Saving the planet
As global warming, bushfires and water shortages become more a part of our lives, it is becoming increasingly beholden on us all to act in an environmentally responsible manner. If you are planning to build a new home, or upgrade your current home, then you have the opportunity to play a key role in correcting these major problems.
In NSW, all new houses have to comply with BASIX, which mandates water and energy efficiency, and other states have similar policies.
Other options are available such as grey water recycling, solar voltaics and solar water heating etc.
Rainwater tanks are compulsory in NSW for all new dwellings, and many of my clients choose water tanks larger than the minimum required, to achieve a high level of self – sufficiency. On the east coast of Australia, 20kl of water storage will typically provide more than 90% of your daily needs. It is also mandatory to specify low water use fittings and appliances (eg dishwasher) throughout the house.

########################################

### Exercise
Rewrite the passage on saving the planet, starting at the words "Saving the planet" and ending after "water heating etc.", and swap "NSW" for "New South Wales" throughout.

########################################

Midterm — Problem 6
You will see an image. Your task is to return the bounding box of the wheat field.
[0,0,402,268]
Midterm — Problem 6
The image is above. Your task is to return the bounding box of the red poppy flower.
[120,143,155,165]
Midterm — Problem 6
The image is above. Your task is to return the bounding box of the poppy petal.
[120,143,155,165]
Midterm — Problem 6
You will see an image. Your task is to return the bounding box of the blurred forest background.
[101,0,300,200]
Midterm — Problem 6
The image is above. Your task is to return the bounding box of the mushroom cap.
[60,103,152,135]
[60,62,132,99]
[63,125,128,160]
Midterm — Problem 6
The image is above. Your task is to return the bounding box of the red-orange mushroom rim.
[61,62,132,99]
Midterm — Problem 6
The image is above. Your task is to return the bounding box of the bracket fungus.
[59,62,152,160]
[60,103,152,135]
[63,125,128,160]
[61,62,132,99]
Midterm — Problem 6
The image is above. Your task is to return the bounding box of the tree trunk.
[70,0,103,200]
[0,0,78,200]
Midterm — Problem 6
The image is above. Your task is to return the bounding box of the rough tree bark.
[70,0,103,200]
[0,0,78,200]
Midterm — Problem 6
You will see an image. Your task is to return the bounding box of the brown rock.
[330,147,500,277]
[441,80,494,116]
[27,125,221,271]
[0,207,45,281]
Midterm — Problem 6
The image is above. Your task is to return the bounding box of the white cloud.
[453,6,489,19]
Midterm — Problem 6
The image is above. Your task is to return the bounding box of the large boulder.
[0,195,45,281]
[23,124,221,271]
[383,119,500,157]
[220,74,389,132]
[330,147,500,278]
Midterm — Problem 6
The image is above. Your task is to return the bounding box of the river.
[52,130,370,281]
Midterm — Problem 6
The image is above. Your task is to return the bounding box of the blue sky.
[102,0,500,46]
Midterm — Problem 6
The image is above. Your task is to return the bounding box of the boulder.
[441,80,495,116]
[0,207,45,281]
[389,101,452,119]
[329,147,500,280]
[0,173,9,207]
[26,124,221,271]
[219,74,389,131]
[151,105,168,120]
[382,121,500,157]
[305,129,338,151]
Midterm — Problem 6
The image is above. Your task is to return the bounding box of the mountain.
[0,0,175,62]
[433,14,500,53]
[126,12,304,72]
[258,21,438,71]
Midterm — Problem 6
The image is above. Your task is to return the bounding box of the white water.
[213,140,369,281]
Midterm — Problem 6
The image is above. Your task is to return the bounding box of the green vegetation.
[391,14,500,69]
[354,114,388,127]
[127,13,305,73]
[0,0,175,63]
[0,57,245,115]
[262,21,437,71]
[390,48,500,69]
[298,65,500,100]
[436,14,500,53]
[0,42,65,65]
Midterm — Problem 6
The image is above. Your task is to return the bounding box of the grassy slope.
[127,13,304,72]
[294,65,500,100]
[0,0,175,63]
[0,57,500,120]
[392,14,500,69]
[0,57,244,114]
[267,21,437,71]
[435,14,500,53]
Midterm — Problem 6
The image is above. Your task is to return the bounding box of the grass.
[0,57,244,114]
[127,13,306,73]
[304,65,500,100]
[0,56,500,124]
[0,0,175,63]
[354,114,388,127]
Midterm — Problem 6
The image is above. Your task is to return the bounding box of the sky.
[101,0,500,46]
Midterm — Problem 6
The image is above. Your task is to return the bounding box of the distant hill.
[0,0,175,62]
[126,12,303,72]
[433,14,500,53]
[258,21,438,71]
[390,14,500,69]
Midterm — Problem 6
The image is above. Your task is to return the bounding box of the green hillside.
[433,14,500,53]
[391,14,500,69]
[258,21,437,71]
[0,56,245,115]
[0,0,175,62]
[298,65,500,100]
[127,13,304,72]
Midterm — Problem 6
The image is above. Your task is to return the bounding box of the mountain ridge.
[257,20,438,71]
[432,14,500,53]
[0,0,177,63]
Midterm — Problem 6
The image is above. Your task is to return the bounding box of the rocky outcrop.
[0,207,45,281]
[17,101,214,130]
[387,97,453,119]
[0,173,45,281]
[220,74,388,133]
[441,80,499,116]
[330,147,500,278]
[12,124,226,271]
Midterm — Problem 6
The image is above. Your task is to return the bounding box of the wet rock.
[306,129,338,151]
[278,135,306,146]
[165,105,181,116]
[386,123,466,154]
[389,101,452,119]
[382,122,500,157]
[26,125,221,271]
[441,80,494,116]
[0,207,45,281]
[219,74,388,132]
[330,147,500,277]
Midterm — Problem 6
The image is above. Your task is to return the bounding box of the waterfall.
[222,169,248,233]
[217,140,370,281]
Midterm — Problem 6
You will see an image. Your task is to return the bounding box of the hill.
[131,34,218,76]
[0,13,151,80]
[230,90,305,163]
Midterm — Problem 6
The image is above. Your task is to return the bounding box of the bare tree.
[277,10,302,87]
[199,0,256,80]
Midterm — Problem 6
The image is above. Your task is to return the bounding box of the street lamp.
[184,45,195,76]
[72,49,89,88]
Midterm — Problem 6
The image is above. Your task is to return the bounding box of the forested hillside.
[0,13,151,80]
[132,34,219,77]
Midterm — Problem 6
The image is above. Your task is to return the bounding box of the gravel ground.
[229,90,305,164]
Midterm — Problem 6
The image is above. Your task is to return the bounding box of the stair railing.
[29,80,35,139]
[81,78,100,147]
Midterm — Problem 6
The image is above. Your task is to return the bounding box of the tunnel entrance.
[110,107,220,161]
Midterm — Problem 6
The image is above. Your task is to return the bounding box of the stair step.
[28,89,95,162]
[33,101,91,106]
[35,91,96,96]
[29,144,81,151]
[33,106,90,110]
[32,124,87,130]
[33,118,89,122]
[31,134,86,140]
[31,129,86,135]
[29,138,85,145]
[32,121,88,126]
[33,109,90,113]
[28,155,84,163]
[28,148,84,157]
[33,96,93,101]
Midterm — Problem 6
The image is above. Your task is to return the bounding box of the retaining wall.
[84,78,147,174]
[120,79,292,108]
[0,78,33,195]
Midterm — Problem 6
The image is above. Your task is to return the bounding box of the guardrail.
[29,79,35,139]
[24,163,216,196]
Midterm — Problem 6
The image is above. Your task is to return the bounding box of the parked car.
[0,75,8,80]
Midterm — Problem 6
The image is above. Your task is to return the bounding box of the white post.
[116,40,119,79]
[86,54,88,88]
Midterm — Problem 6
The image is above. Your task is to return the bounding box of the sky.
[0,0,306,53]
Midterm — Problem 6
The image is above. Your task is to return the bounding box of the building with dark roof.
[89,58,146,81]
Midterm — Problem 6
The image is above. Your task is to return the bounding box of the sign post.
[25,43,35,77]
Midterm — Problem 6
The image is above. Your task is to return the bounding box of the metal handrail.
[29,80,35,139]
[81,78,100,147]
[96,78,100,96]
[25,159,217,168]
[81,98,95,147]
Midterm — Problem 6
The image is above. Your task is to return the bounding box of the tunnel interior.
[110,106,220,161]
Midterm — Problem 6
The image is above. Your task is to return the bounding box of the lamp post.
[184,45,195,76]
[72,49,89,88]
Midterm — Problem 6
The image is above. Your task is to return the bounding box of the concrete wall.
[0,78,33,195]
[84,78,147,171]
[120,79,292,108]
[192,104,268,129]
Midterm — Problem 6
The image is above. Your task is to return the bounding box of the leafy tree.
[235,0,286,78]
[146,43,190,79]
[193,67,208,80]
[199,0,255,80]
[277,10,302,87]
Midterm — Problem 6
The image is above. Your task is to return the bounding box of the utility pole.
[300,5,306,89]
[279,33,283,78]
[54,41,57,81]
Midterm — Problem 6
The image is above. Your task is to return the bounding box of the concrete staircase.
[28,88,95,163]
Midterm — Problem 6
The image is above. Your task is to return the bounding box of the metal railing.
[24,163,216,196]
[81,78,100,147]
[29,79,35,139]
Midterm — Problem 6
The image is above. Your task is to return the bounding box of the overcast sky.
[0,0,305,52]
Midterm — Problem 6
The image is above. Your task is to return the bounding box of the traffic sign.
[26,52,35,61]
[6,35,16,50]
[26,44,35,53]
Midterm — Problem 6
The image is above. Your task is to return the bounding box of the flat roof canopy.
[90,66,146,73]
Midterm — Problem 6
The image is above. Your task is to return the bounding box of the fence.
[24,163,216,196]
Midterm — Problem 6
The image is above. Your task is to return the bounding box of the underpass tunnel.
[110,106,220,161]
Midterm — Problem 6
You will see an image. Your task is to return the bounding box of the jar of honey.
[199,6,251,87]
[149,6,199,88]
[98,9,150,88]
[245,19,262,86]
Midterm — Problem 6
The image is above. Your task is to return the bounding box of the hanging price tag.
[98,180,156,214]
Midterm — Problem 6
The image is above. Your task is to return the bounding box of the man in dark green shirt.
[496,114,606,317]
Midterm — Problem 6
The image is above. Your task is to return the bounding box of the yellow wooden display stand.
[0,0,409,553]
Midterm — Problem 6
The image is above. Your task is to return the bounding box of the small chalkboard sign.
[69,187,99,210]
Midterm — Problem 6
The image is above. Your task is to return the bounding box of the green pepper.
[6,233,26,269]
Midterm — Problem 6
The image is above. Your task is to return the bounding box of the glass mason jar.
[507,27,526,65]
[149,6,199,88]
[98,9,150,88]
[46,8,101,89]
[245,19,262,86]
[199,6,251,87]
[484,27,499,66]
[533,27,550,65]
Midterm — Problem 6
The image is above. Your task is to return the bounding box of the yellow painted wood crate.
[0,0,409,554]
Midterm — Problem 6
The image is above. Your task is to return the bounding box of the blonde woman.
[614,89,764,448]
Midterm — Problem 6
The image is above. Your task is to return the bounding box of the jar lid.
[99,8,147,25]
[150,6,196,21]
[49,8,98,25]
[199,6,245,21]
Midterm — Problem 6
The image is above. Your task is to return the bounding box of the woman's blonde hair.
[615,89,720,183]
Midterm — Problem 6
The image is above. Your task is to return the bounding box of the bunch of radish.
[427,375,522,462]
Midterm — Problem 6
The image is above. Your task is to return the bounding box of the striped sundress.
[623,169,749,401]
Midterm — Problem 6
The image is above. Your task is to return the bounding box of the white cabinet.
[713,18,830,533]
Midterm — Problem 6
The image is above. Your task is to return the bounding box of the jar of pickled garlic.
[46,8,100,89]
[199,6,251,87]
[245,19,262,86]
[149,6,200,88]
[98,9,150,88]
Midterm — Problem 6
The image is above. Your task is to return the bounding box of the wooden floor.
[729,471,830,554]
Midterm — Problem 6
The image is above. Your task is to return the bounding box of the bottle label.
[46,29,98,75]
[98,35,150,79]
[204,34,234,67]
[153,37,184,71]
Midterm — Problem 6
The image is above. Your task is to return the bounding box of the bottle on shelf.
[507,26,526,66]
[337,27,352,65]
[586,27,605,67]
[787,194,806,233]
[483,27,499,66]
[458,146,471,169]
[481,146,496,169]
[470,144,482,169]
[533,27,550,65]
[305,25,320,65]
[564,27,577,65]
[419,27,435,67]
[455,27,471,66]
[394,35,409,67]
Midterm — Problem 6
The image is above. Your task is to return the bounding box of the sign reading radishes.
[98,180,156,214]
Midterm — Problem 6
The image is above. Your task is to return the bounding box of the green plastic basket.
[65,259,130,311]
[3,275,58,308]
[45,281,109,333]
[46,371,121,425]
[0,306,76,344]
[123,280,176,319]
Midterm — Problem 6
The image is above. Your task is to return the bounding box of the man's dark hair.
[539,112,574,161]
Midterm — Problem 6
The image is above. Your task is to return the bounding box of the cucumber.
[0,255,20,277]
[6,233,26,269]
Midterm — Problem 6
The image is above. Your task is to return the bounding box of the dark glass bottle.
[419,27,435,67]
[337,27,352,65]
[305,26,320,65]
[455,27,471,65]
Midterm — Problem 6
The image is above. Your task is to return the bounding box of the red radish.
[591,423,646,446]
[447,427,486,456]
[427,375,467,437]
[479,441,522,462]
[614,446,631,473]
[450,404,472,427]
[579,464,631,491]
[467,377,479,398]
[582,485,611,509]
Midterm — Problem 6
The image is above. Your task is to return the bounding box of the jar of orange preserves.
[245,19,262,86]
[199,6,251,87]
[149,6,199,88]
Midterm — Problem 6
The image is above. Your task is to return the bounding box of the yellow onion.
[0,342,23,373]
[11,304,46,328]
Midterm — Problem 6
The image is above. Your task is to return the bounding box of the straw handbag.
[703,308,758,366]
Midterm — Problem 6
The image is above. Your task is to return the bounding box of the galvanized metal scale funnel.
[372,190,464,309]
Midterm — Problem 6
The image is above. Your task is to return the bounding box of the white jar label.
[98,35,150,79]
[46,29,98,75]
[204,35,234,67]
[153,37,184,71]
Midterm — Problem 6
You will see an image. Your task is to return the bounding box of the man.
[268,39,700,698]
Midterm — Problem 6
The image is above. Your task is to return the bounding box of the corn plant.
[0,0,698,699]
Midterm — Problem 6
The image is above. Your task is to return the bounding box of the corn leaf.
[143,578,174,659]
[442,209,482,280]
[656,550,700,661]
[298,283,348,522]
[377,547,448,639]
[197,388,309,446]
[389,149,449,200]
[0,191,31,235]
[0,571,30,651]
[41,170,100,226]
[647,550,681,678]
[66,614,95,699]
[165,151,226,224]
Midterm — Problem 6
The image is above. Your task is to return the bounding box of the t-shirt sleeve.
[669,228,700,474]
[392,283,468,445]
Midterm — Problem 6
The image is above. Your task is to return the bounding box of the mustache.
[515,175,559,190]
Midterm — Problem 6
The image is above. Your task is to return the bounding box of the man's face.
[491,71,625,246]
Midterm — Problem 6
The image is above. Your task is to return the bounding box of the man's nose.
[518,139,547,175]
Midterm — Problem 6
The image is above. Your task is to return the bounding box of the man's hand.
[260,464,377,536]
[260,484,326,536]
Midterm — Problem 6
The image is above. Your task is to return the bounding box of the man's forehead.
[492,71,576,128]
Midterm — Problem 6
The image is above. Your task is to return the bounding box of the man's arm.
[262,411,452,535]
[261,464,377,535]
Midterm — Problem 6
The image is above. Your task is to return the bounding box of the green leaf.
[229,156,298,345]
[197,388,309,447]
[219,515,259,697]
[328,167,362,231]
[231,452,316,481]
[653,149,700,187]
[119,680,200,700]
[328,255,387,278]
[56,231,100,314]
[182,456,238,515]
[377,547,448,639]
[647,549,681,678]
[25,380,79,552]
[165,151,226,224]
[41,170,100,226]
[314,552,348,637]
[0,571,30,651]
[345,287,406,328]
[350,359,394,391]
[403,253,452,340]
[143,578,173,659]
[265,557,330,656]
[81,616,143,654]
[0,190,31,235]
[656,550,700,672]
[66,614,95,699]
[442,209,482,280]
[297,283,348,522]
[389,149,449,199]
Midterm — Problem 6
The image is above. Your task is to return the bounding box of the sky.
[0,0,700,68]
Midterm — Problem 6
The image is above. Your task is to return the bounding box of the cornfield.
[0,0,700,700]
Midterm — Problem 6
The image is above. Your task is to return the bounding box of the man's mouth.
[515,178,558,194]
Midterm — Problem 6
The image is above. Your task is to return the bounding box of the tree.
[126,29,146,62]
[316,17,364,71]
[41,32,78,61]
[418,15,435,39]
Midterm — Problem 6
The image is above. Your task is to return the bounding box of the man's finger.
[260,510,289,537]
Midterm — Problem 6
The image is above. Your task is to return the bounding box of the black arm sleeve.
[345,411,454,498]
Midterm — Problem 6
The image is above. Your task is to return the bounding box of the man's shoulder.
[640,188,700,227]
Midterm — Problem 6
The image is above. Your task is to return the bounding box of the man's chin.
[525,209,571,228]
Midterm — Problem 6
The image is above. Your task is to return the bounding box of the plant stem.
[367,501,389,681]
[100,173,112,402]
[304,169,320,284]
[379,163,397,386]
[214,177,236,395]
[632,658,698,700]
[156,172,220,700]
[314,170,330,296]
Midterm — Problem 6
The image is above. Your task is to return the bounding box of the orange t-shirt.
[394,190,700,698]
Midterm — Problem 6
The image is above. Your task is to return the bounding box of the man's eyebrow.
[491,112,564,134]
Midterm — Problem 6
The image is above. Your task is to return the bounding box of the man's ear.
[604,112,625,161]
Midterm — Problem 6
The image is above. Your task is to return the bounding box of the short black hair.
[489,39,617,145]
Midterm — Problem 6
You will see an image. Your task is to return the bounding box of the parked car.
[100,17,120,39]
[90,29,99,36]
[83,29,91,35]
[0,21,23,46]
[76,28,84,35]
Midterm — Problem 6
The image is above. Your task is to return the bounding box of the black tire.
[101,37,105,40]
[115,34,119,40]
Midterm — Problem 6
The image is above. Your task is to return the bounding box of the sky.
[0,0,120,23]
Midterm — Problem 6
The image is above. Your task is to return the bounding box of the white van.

########################################

### Completed exercise
Saving the planet
As global warming, bushfires and water shortages become more a part of our lives, it is becoming increasingly beholden on us all to act in an environmentally responsible manner. If you are planning to build a new home, or upgrade your current home, then you have the opportunity to play a key role in correcting these major problems.
In New South Wales, all new houses have to comply with BASIX, which mandates water and energy efficiency, and other states have similar policies.
Other options are available such as grey water recycling, solar voltaics and solar water heating etc.